Work order: All of the records must be repeated exactly as they read.

Records for the exercise:
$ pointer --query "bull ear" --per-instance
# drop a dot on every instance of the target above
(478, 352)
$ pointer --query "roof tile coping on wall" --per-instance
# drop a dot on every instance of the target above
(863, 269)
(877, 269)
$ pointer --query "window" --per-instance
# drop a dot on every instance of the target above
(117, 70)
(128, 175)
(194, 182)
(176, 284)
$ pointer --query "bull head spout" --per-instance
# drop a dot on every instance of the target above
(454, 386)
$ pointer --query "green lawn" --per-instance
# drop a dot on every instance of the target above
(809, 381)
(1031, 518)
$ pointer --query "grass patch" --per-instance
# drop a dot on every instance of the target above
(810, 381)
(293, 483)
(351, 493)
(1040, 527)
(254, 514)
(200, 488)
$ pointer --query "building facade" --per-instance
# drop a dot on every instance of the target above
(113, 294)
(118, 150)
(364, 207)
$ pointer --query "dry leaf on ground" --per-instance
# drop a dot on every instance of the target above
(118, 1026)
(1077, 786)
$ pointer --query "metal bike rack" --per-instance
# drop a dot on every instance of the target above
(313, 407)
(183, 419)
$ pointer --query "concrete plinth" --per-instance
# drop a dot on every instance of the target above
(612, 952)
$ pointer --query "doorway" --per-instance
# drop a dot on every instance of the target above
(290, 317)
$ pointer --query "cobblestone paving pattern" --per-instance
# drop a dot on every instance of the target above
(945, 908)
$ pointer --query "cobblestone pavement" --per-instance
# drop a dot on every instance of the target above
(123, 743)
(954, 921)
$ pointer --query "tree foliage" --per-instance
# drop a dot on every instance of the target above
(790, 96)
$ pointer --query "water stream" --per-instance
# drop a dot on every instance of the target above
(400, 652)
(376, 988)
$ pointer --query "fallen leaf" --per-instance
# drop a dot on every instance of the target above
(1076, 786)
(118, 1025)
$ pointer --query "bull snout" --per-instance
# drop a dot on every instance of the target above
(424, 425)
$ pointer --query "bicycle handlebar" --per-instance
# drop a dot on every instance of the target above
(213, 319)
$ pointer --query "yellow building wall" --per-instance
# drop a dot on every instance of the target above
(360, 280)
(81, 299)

Problem solution:
$ pointer --query "bull ear" --per-instance
# drop a dot on every instance of the target above
(478, 352)
$ pointer --query "roof tile coping on wall" --per-instance
# drop a dot on every instance of the target above
(863, 269)
(877, 269)
$ pointer --query "window" --per-instance
# drop a dot on every instance of the target above
(117, 70)
(128, 175)
(194, 182)
(176, 284)
$ pointer --query "bull head spout" --per-instance
# drop a dot on every instance of the target above
(454, 386)
$ pointer --query "green lawn" --per-instance
# drop a dot on every instance of the target above
(809, 381)
(1031, 518)
$ pointer --query "grass patch" --per-instance
# drop a dot on every instance of the target above
(810, 381)
(293, 483)
(351, 493)
(1040, 527)
(254, 514)
(200, 488)
$ pointer --query "building facade" --per-instance
# drop a dot on every instance of the target above
(113, 294)
(118, 150)
(364, 207)
$ pointer --query "dry leaf on ground" --per-instance
# drop a dot on every instance of the target above
(118, 1026)
(1077, 786)
$ pointer --query "metal bike rack" --per-instance
# drop a dot on every instance of the target above
(313, 407)
(183, 419)
$ pointer --query "concrete plinth" --per-instance
# drop a dot on every instance of the target above
(612, 952)
$ pointer --query "doorway" --per-instance
# drop a dot on every instance of the target above
(290, 317)
$ pointer --query "cobblestone paving pattern" --per-instance
# drop a dot on every instance of the target above
(945, 908)
$ pointer --query "cobblestone pavement" --per-instance
# drop a dot on every instance of the target above
(123, 743)
(954, 921)
$ pointer --query "tree foliage" --per-instance
# drop a dot on every instance of the target above
(790, 96)
$ pointer --query "water stream" --per-instance
# drop a dot on every instance of the target above
(400, 652)
(376, 988)
$ pointer --query "fallen leaf" --per-instance
# drop a dot on every instance of the target above
(1076, 786)
(118, 1025)
$ pointer --query "bull snout" --per-instance
# drop a dot on every instance of the target above
(424, 425)
$ pointer --query "bicycle handlebar" --per-instance
# drop a dot on every instance of the target above
(213, 319)
$ pointer --query "yellow building wall" --per-instance
# drop a dot on every instance of the target above
(360, 280)
(81, 299)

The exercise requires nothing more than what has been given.